- **EXCERPT PROVIDED**:
— Start —

When Jesus rose from the dead, His resurrection was the first phase of God’s new creation, a new kind of existence—a human body was transformed by the power of God into one that is no longer affected by death, decay, and corruption. Nothing like this had ever happened! “We know that Christ, being raised from the dead, will never die again; death no longer has dominion over Him.”1
Jesus’ resurrected body no longer suffered from the torture He had undergone—His back torn to shreds from the whipping; His head bloodied by the crown of thorns; His hands, feet, and side pierced. He was no longer battered, nor was He exhausted from all He had endured.

— End —

- **EXERCISE REQUIREMENTS**:
**1)** In the passage on Jesus' resurrection, what was His resurrection the first phase of?
**2)** Rewrite the paragraph of the resurrection passage that begins "Jesus’ resurrected body no longer suffered" as a short bulleted list that keeps its main facts.
**3)** List every part of Jesus' body that the resurrection passage says was injured in the torture He underwent.

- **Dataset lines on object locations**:
— Start —

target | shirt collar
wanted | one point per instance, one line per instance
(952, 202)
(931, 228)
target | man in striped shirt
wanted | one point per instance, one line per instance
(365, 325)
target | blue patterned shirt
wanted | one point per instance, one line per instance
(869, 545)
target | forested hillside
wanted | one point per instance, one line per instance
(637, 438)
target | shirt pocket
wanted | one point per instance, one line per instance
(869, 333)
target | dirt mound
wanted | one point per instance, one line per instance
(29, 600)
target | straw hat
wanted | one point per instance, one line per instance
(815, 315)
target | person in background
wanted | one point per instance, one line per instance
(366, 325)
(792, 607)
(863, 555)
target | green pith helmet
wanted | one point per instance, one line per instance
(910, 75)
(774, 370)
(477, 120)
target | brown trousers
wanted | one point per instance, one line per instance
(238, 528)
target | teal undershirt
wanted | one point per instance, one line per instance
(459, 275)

— End —

- **OUTPUTS IN ORDER**:
**1)** God's new creation.

**2)**
- Jesus' resurrected body no longer suffered from the torture He had undergone.
- His back had been torn to shreds by the whipping.
- His head had been bloodied by the crown of thorns.
- His hands, feet, and side had been pierced.
- He was no longer battered or exhausted from all He had endured.

**3)**
- Back
- Head
- Hands
- Feet
- Side